_Task brief_
Rewrite every line of the material below, replacing "Class of interest" with "Target class" each time it appears and leaving everything else unchanged.
↓
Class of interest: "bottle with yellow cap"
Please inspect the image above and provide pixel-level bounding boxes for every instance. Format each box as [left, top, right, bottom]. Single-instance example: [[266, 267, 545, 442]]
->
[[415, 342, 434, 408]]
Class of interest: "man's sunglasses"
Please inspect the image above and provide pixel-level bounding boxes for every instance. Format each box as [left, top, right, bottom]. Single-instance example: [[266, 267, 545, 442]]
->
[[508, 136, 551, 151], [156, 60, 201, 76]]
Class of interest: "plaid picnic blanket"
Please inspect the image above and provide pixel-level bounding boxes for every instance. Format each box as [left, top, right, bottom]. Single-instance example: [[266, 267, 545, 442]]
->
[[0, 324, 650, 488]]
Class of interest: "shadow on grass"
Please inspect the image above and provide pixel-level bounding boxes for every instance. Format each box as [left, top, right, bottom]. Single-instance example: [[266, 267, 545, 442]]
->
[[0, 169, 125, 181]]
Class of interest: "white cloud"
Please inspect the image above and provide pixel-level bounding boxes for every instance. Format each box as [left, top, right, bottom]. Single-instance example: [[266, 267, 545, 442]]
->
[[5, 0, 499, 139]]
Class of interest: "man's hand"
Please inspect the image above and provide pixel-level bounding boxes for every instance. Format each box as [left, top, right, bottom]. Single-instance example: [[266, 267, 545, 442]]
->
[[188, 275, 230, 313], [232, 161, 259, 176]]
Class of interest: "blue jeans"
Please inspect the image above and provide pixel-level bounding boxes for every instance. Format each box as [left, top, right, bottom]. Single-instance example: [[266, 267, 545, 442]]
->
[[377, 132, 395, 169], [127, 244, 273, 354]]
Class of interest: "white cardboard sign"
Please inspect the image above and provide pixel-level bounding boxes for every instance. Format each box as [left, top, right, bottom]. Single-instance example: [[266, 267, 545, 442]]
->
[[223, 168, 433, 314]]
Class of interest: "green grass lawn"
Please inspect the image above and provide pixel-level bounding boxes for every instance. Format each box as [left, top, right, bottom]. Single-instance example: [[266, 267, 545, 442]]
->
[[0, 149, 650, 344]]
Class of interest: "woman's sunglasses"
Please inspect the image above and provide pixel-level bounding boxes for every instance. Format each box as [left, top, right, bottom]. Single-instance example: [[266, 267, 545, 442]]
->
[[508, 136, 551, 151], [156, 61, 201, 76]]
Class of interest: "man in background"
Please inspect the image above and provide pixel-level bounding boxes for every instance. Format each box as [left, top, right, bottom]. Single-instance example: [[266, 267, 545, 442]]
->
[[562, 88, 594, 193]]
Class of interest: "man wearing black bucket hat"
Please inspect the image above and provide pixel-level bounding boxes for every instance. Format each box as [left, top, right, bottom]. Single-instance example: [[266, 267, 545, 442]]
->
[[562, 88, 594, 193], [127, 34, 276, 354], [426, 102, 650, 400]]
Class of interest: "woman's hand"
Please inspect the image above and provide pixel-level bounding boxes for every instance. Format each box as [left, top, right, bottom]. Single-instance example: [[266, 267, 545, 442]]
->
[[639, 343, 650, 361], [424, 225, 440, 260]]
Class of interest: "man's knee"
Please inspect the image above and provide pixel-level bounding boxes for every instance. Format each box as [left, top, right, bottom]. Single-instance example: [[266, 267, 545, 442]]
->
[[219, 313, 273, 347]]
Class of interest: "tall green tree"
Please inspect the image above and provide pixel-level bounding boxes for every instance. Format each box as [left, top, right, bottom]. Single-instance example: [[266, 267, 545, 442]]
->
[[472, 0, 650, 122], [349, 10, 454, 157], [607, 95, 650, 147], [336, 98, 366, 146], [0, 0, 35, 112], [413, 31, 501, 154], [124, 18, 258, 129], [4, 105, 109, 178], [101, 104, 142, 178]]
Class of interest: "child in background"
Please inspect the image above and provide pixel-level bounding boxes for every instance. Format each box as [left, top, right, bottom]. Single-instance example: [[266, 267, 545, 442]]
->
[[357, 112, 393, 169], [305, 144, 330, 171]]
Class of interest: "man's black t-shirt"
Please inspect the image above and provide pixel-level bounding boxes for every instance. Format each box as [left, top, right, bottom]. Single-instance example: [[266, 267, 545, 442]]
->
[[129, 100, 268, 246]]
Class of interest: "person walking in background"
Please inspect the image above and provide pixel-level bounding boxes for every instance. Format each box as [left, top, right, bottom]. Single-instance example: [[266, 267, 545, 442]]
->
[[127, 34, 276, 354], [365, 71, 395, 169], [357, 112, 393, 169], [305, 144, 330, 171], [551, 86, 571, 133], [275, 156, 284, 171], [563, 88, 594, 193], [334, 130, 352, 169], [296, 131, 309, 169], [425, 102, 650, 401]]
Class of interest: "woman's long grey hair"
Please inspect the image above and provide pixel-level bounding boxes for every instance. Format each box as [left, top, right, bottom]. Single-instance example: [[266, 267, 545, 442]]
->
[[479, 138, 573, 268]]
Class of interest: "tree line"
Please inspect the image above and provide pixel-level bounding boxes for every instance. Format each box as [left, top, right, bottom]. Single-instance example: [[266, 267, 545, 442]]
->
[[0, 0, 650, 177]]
↑
_Solution to this task_
Target class: "bottle with yellow cap"
Please inspect the image above and provide pixel-level bounding boxes for every instance. Format each box as [left, top, right, bottom]. Single-instance example: [[266, 267, 545, 442]]
->
[[415, 342, 434, 408]]
Target class: "man's sunglasses"
Please inspect the image above and provide pixel-level bounding boxes for every instance. Format each box as [left, top, right, bottom]. Single-instance example: [[266, 267, 545, 442]]
->
[[508, 136, 551, 151], [156, 60, 201, 76]]
Target class: "plaid picnic blanket"
Please inspect the image above and provide pixel-level bounding boxes for every instance. Format each box as [left, top, right, bottom]. Single-instance example: [[266, 267, 545, 442]]
->
[[0, 324, 650, 488]]
Target class: "shadow on grass"
Please inspect the image above and provide pixel-level bounding boxes for every instance. Format each box as [left, top, right, bottom]. Single-instance example: [[266, 267, 545, 442]]
->
[[0, 169, 125, 181]]
Target class: "white cloud"
Please inspect the image above and provide pixel-level bounding boxes for every instance. Format each box as [left, top, right, bottom]. Single-instance example: [[266, 267, 545, 442]]
->
[[5, 0, 499, 139]]
Target class: "man's hand"
Please inspect the image above and provide pixel-level bounding boxes for every instance. Format each box as [left, top, right, bottom]. Single-instance example: [[266, 267, 545, 442]]
->
[[188, 275, 230, 313], [232, 161, 259, 176]]
Target class: "blue jeans"
Please inspect the image above and provide pixel-level bounding boxes for every instance. Format each box as [left, top, right, bottom]. Single-instance example: [[266, 267, 545, 442]]
->
[[377, 132, 395, 169], [127, 244, 273, 354]]
Target class: "white cardboard sign"
Please inspect the image above and provide pixel-level bounding boxes for every instance. Format each box as [left, top, right, bottom]. Single-instance example: [[266, 267, 545, 442]]
->
[[223, 168, 433, 314]]
Target class: "green grass lawn"
Please inspect the image above and provide pixel-level bounding boxes for every instance. Format each box as [left, top, right, bottom]. Single-instance example: [[266, 267, 545, 442]]
->
[[0, 149, 650, 344]]
Target class: "woman's sunglasses"
Please inspect the image above and provide pixel-level bounding boxes for every instance. Format each box as [left, top, right, bottom]. Single-instance example: [[266, 267, 545, 442]]
->
[[508, 136, 551, 151], [156, 61, 201, 76]]
Target class: "man in background"
Please inspect the image above and provide pixel-level bounding boxes for every instance. Format each box as [left, top, right, bottom]. Single-instance example: [[266, 267, 545, 442]]
->
[[562, 88, 594, 193]]
Target class: "man wearing black bucket hat"
Please inspect the image above and provide pixel-level bounding boxes for every instance. Format each box as [left, top, right, bottom]. Single-instance example: [[266, 267, 545, 442]]
->
[[562, 88, 594, 193], [127, 34, 276, 354], [426, 102, 650, 400]]
Target class: "woman's hand"
Please inspect the image above and provide pixel-level bounding boxes for every instance. Format each box as [left, top, right, bottom]. Single-instance example: [[266, 267, 545, 442]]
->
[[639, 343, 650, 361], [424, 225, 440, 260]]
Target class: "man's knee"
Please inspect the image above and provide pixel-level bounding boxes for every instance. Format each box as [left, top, right, bottom]. Single-instance example: [[266, 267, 545, 442]]
->
[[219, 313, 273, 347]]
Target class: "tall green tree"
Please inspect the image above and provide pixel-level bounding boxes for every instance. Format each box as [left, top, right, bottom]. Single-instance example: [[266, 267, 545, 442]]
->
[[472, 0, 650, 122], [349, 10, 454, 157], [607, 95, 650, 147], [336, 98, 366, 146], [0, 0, 35, 112], [413, 31, 501, 154], [124, 18, 258, 129], [4, 105, 109, 178], [101, 104, 142, 178]]
Target class: "child in background"
Please inspect the image above and provide pixel-level bounding boxes for every instance. Format each box as [left, top, right, bottom]. Single-instance example: [[266, 267, 545, 442]]
->
[[357, 112, 393, 169], [305, 144, 330, 171]]
Target class: "man's black t-shirt"
Please inspect the image above and provide pixel-level bounding boxes for every instance. Format each box as [left, top, right, bottom]. Single-instance example: [[266, 267, 545, 442]]
->
[[129, 100, 268, 246]]
Target class: "person walking in background"
Please inspect the image above and provide pixel-level bounding boxes for every instance. Format each box as [left, top, right, bottom]. Single-instance example: [[266, 267, 545, 442]]
->
[[127, 34, 276, 354], [365, 71, 395, 169], [357, 112, 393, 169], [305, 144, 330, 171], [551, 86, 571, 133], [275, 156, 284, 171], [563, 88, 594, 193], [334, 130, 352, 169], [296, 131, 309, 169], [425, 102, 650, 401]]
Target class: "woman's long grey hair"
Please inspect the image above and provide pixel-level bounding boxes for every instance. Format each box as [left, top, right, bottom]. Single-instance example: [[266, 267, 545, 442]]
->
[[479, 138, 573, 268]]
Target class: "tree line"
Please inspect the image above and provide pixel-level bounding boxes for every instance. Format each box as [left, top, right, bottom]. Single-instance example: [[266, 267, 545, 442]]
->
[[0, 0, 650, 177]]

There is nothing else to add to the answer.